▶ Exercise instructions
- a) According to the theater article, why is the Players Guild of Dearborn production of "Joseph and the Amazing Technicolor Dreamcoat" a repeat performance for nearly one-third of the cast? Answer in one to three sentences.
- b) Reproduce the passage of the theater article starting with "The Southgate Community" and going on through "in Brownstown Township.", with the wording unchanged.
- c) Summarize the theater article in two sentences.
** Start of Text **
From the diamond to the stage: Drama for every taste at local venues

Photo by Sue Suchyta
With two weeks to opening, the Players Guild of Dearborn rehearses for the Webber and Rice musical “Joseph and the Amazing Technicolor Dreamcoat.” Joseph (center), played by Brandon Mace of Novi, reveals his identity to his brothers, who came to Egypt for food during the famine. Leah Cooley (left) of Lincoln Park and Sydnee Rider (right) of Dearborn sing the role of narrator in tandem. The production opens Nov. 9 for a four-weekend run. For more information call 313-561-TKTS or go to

Whether you seek your drama on a sports field or stage, there are many shows opening in November, with musicals, comedies and dramas gracing area venues.

Dearborn High School, 19501 Outer Drive, presents the comic farce “Lend me a Tenor” at 7:30 p.m. Nov. 7 to 10 in the school’s Valentine Auditorium. Tickets are $7 for children and senior citizens, $9 for college students and $10 for general admission. Call 313-827-1647 after Nov. 1 to reserve tickets.

Edsel Ford High School, 20601 Rotunda Drive, presents “Arsenic and Old Lace” at 7 p.m. Nov. 15 to 17 on the school stage in a theater-in-the-round format. The cast includes Clare Russell as Abby Brewster, Joanna Frantz as Martha Brewster, Benjamin Timpf as Teddy Brewster and Nathaniel Booth as Mortimer Brewster. Michael Nelson plays Jonathon Brewster and Sarah Remily plays Elaine Harper.

The Southgate Community Players present the musical “Oliver!” at 8 p.m. on Nov. 2, 3, 9 and 10 at Davidson Middle School, 15800 Trenton Road in Southgate. Tickets are $13 for students and seniors, and $15 for adults. For more information, call 734-282-4727 or go to

The AKT Theatre Project, in collaboration with the Woodhaven High School Theatre Program, will present Shakespeare’s “Macbeth” at 7:30 p.m. Nov. 2 and 3 at the Wyandotte Art Center, 81 Chestnut, and the next weekend at 7:30 p.m. Nov. 8 to 10 at Woodhaven High School, 24787 Van Horn Road in Brownstown Township.

Tickets are $5 for students and $10 for adults. For tickets or more information, call 734-258-8370 or go to

The Downriver Actors Guild, 1165 Ford Ave. in Wyandotte, presents “Legally Blonde – The Musical” weekends from Nov. 9 to 18. Friday and Saturday shows are at 7:30 p.m., with 3 p.m. Sunday matinees, and 2 p.m. Nov. 17. For more information, call 313-303-5269 or go to

The Players Guild of Dearborn may be launching its first production of “Joseph and the Amazing Technicolor Dreamcoat” in 85 years, but for nearly one-third of the cast, their participation is a repeat performance.

Whether reprising a role, changing characters or graduating from the children’s chorus to adult ensemble, nearly one-third of the actors have performed in “Joseph and the Amazing Technicolor Dreamcoat” at other venues: 10 of the 33 adults and four of the 15 children have been in the show before.
** End of Text **
** Start of Records shown **
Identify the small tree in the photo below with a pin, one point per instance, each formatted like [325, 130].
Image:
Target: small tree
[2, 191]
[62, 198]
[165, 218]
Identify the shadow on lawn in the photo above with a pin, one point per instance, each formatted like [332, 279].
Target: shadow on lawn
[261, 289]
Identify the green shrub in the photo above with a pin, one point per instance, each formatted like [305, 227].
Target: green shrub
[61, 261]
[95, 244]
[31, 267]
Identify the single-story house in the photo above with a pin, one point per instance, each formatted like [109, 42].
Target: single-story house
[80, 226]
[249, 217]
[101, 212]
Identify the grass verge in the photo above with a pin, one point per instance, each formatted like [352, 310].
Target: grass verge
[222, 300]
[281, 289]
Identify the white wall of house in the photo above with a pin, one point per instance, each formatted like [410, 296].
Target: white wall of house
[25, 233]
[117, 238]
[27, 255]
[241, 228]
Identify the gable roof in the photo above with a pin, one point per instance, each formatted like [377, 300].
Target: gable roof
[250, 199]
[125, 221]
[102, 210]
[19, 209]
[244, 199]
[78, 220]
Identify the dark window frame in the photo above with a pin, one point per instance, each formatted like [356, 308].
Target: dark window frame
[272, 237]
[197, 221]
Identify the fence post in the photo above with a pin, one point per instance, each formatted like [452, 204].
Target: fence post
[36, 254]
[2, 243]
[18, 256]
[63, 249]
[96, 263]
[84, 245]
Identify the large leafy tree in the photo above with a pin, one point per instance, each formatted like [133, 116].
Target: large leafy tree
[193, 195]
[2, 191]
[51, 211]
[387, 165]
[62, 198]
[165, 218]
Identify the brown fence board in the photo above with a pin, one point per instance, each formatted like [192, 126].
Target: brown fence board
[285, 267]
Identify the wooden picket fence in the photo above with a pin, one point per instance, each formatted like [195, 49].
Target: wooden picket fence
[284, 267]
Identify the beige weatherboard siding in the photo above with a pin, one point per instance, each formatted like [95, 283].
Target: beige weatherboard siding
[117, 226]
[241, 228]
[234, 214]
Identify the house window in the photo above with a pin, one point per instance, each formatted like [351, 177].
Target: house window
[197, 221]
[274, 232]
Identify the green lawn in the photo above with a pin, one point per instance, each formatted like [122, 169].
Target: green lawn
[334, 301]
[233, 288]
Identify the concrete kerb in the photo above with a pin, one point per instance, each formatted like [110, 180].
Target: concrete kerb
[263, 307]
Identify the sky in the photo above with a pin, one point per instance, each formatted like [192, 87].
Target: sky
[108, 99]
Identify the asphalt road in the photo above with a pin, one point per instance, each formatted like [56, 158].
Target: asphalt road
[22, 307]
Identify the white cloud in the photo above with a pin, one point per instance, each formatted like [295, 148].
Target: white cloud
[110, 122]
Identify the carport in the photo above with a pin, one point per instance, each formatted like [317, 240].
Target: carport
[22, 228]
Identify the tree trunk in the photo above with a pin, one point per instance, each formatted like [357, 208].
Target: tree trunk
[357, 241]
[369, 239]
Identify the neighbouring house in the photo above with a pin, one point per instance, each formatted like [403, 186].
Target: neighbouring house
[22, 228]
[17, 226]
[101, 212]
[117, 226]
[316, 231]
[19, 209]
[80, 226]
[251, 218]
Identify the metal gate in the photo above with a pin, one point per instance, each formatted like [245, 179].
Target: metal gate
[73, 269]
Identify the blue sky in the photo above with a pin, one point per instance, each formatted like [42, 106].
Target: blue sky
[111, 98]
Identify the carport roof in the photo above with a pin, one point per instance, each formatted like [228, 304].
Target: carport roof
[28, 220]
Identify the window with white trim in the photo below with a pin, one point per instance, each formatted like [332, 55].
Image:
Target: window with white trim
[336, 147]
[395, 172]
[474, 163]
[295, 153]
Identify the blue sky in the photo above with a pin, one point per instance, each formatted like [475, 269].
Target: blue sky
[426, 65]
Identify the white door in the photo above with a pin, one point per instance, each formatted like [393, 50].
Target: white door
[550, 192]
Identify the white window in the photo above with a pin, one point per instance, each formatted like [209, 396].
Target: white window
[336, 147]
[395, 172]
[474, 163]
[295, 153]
** End of Records shown **
▶ Exercise responses
- a) Nearly one-third of the actors have already performed in "Joseph and the Amazing Technicolor Dreamcoat" at other venues. This includes 10 of the 33 adults and four of the 15 children. Some are reprising a role, some are changing characters, and some are moving from the children's chorus to the adult ensemble.

- b)
The Southgate Community Players present the musical “Oliver!” at 8 p.m. on Nov. 2, 3, 9 and 10 at Davidson Middle School, 15800 Trenton Road in Southgate. Tickets are $13 for students and seniors, and $15 for adults. For more information, call 734-282-4727 or go to

The AKT Theatre Project, in collaboration with the Woodhaven High School Theatre Program, will present Shakespeare’s “Macbeth” at 7:30 p.m. Nov. 2 and 3 at the Wyandotte Art Center, 81 Chestnut, and the next weekend at 7:30 p.m. Nov. 8 to 10 at Woodhaven High School, 24787 Van Horn Road in Brownstown Township.

- c) Many musicals, comedies and dramas are opening at area venues in November, with productions at Dearborn High School, Edsel Ford High School, the Southgate Community Players, the AKT Theatre Project with the Woodhaven High School Theatre Program, and the Downriver Actors Guild. The Players Guild of Dearborn opens "Joseph and the Amazing Technicolor Dreamcoat" on Nov. 9 for a four-weekend run, and nearly one-third of its cast has performed in the show before at other venues.